TEXT SHOWN:
===

More severe situations in which tensile materials and petroleum-based fibers are presumed to be necessary go beyond the scope of this guidebook. Before you decide to use them, however, consider that in many such situations, addressing comprehensive stormwater management would be far better than resorting to so artificial a solution.

Managing Dead Wood and Brush

As a rule, individual dead trees should be left in the landscape as “snags” wherever possible. They are used as dens by many animal species and harbor insects and microorganisms that provide food for many other animal species. Woodpecker populations, for example, have increased dramatically in some places where gypsy moths have killed large numbers of oak trees.

A useful guideline is to leave at least three to five standing dead trees per acre for wildlife. Fallen logs and branches are also important to leave in place because they absorb and hold moisture like a sponge. Large logs are especially valuable to forest-floor creatures like salamanders. Two large and sound logs, in excess of 1 foot in diameter and 20 feet in length, and rotting logs, are recommended. Where logs are abundant, some can be moved to other locations where there is too little dead wood. The logs can also be along slopes placed to help control erosion. Partially submerged logs can be placed along shorelines to benefit fish, birds, and amphibious organisms. Logs in a stream both aerate water and provide additional habitat opportunities. Leaf litter and woody debris also can be reused elsewhere to add organic matter to eroded sites and to foster the restoration of important soil fungi and insects.

You can also use stumps, trunks, and limbs to construct checkdams, check logs, and soil stakes, as described earlier in this chapter. Where access is limited and chipping wood is not feasible, you can use the fine branches to build the litter layer. Brush may be temporarily effective in limiting access and discouraging trampling. When depositing brush on a slope to help control erosion, seek to create as natural an appearance as possible, mimicking the appearance of fallen limbs.

Figure 22.27. A brush pile oriented to receive some direct sunlight provides shelter for small creatures.

Figure 22.28. Logs laid on the ground disappear quickly and are excellent seedbeds for planting.

Figure 22.29. The ancient forest is filled with dead wood. Downed trees can be important assets for re-creating historic mixed-age, mixed-species forests.

A brush pile, if well sited with a sunny exposure, provides attractive and relatively safe shelter to wildlife in a small fragment of natural habitat, where small mammals and reptiles are often more visible and easily attacked. Such a shelter is also valuable in reducing mortality in winter and from vandalism. Brush piles also improve long-term soil quality and provide habitat for soil organisms.

To make a brush pile, select a sunny site, preferably away from human activity. Make the pile as compact as possible, placing logs at the bottom on the ground and laying larger limbs across the top to minimize wind damage.

Where there is a blowdown or other dead tree and you are not constructing a brush pile (Figure 22.27), leave the trunk and root mass in place. You can also partially cut up the branches to provide a higher degree of soil and wood contact. Cut the branches into pieces about 12 to 20 inches long and place them in the vicinity directly on the ground to maximize contact with the soil (Figure 22.28). Leave the stump as a snag if it provides no hazard. The soil mound thrown up by a fallen tree as well as the large log are ideal seedbeds for delicate species. Leave large logs as well to provide another specialized microhabitat (Figure 22.29).

===

COLLECTED MATERIAL:

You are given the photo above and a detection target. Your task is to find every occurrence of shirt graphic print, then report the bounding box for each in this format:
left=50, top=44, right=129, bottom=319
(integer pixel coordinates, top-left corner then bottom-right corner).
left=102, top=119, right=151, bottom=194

===

REQUIRED WORK:
Answer from the text on managing dead wood and brush:
(a) How many standing dead trees per acre does the useful guideline say to leave for wildlife?
(b) What minimum diameter and length are given for the two large, sound logs that are recommended?
(c) To about what length should the branches of a blowdown be cut?
The data is separate material, apart from the text on managing dead wood and brush.

EXERCISE RESPONSE:
(a) At least three to five.
(b) More than 1 foot in diameter and 20 feet in length.
(c) About 12 to 20 inches.